EXERCISE DIRECTIONS >> Please retype every one of the records below word for word, keeping the pictures out of your answer.

DATA SECTION >>
===
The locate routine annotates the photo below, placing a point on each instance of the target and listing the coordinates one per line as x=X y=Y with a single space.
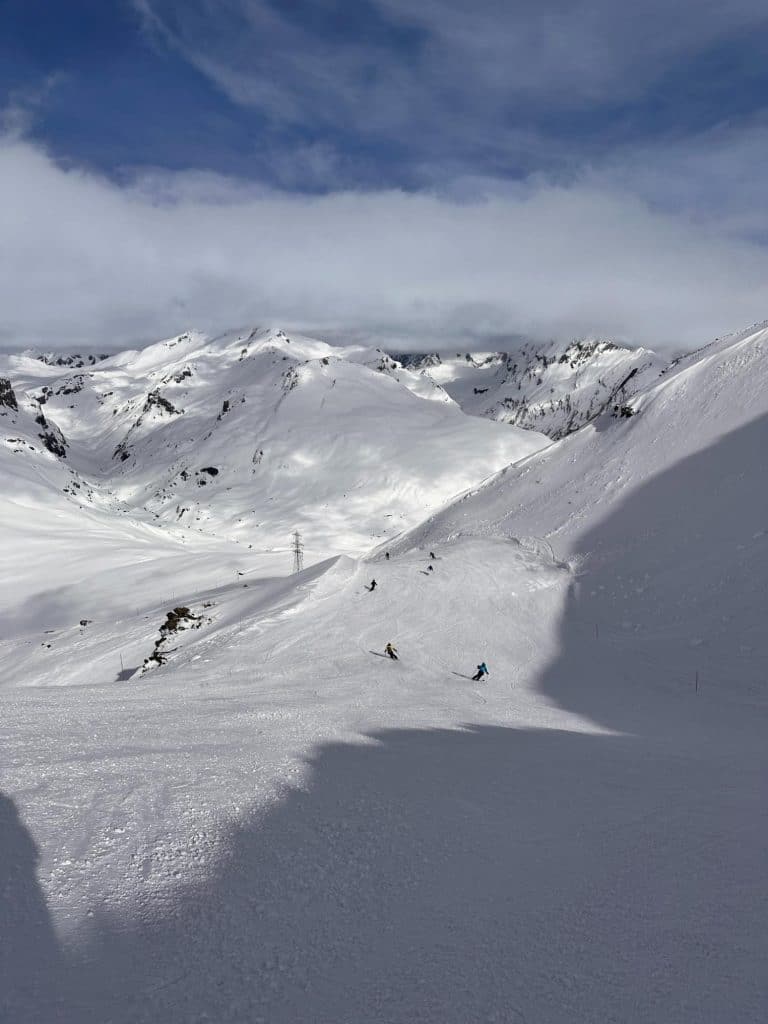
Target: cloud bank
x=87 y=261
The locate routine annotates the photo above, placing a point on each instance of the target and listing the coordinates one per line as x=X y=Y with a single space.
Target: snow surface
x=281 y=823
x=551 y=387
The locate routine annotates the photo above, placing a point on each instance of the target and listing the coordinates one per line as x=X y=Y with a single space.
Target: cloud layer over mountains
x=92 y=261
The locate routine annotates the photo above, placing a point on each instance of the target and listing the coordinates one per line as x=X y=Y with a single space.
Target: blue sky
x=657 y=109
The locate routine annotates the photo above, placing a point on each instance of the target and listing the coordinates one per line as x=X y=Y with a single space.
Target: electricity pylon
x=298 y=552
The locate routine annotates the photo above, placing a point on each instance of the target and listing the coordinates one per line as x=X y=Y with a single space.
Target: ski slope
x=282 y=824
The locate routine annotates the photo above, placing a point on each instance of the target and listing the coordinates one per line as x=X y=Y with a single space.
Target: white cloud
x=86 y=261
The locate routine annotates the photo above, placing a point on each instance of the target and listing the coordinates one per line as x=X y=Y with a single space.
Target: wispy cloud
x=90 y=262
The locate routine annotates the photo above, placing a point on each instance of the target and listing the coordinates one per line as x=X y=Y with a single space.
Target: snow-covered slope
x=273 y=821
x=666 y=513
x=551 y=387
x=254 y=434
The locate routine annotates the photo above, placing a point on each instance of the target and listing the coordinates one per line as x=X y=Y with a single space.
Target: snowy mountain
x=252 y=435
x=224 y=802
x=551 y=387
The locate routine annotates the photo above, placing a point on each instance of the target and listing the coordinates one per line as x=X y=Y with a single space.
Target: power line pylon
x=298 y=552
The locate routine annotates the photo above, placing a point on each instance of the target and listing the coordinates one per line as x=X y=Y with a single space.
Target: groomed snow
x=281 y=824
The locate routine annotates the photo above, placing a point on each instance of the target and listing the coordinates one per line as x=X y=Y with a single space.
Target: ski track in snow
x=280 y=826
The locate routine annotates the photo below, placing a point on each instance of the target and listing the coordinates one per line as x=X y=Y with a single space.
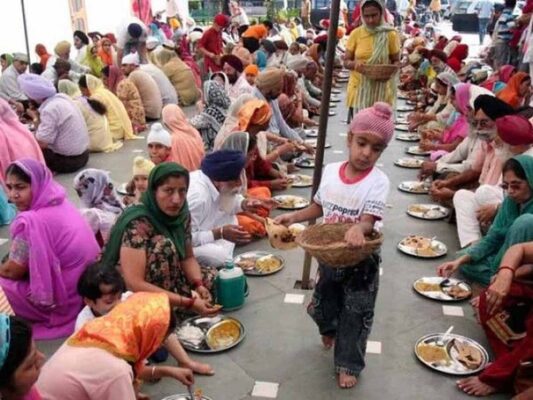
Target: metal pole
x=25 y=31
x=323 y=121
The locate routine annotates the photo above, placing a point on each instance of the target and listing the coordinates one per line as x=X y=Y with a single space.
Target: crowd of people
x=116 y=275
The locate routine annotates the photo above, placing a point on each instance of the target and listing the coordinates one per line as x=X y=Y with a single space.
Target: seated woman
x=436 y=116
x=139 y=183
x=505 y=313
x=117 y=116
x=513 y=224
x=118 y=343
x=151 y=243
x=457 y=128
x=7 y=210
x=51 y=247
x=20 y=360
x=498 y=80
x=187 y=145
x=128 y=94
x=98 y=197
x=210 y=120
x=94 y=112
x=517 y=90
x=16 y=141
x=180 y=75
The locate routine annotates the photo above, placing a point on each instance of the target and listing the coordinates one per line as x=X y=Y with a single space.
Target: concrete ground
x=282 y=356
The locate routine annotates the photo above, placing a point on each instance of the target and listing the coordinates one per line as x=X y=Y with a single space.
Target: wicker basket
x=326 y=243
x=379 y=72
===
OUTPUT FOR THIS TASK >>
The locate routine annotates the photo below, placing a point on each instance of the target and listing the coordinates one per line as x=X y=Y with a single space.
Target: cloud bank
x=87 y=261
The locate routine annotates the photo above, placing a point on each instance of the target and listing the coordinates one per line as x=X y=Y with a single space.
Target: snow surface
x=281 y=823
x=551 y=387
The locate routine annotates the photo above, placing a point on each instance of the target and listing the coordinates one per line as x=X y=Y with a single space.
Target: cloud layer over mountains
x=92 y=261
The locate routine annotates the photo above, placing a point on each instance of the target and listing the coordinates one per line as x=X y=Y with a single space.
Target: blue sky
x=657 y=109
The locate routine annotates the photo above, placing a point on each instance of the target and listing the coordinates one per line as x=X y=Y with a single space.
Target: electricity pylon
x=298 y=552
The locate routine annotates the photo above, placing a point on each instance of the target and listing the coordinates one per line as x=X y=Y with a single space.
Target: ski slope
x=282 y=824
The locate routine annotates the photo above, placing a point on each instance of the target and listing the coordinates one per line as x=X y=Y with a single space.
Target: white cloud
x=86 y=261
The locate routine annotates the photo above, placing a point on each instance of the target and listing the coordinates one per line as x=X y=Y with a single space.
Target: wispy cloud
x=90 y=262
The locate routine annotates the photo above, placing a point on each instance of the target and listing the coordinates one per line as x=X y=Y with a single space.
Target: snow-covered slope
x=273 y=821
x=666 y=513
x=551 y=387
x=254 y=434
The locate routine annotates the photo above, placing a point on each instance of the target and listing the coordinates one per line as x=X y=Y with a single space.
Target: snowy mountain
x=252 y=435
x=224 y=802
x=551 y=387
The locate routine annotates the photo above, placing a point on each instance of the target and listing the coordinates one per line as x=X y=Y with a single space.
Target: power line pylon
x=298 y=552
The locate routine annotates the photo above, placing a point on each instance of the target and listing the coordinates one per line as x=X y=Y with a single space.
Target: groomed snow
x=281 y=824
The locate routine annotates the photo above, placing a point on each instance of the target and listing the coordinates one per line as x=X y=Y with a single space.
Target: ski track in snow
x=280 y=826
The locate routine annotates the photo below, placing a point on each instance of the target and listing the coordinates one per line as x=X y=Y with a single space.
Target: metal pole
x=25 y=31
x=323 y=121
The locate routine annotates the photo above, placing a point on each instance of the target and listing the coordinates one per line as x=X y=Y with a single space.
Target: crowd of people
x=116 y=275
The locate routine annotates the photo above, placing a point on each instance of the target and listing the coordinates one per line as x=X y=Y with a single space.
Target: seated woman
x=436 y=116
x=139 y=183
x=505 y=313
x=117 y=116
x=513 y=224
x=118 y=343
x=151 y=243
x=457 y=128
x=7 y=210
x=51 y=247
x=20 y=360
x=498 y=80
x=187 y=145
x=128 y=94
x=98 y=197
x=210 y=120
x=94 y=112
x=517 y=90
x=16 y=141
x=180 y=75
The locate routine annotates the photo above, placing a point on each instance of the target and listing the coordinates one per line as x=X y=Y with a single space.
Target: concrete ground
x=282 y=356
The locate routine annotates the photo above, placing a point on each instance of the target and listing the coordinates one per line as x=X y=Y with a single space.
Target: wicker basket
x=326 y=243
x=379 y=72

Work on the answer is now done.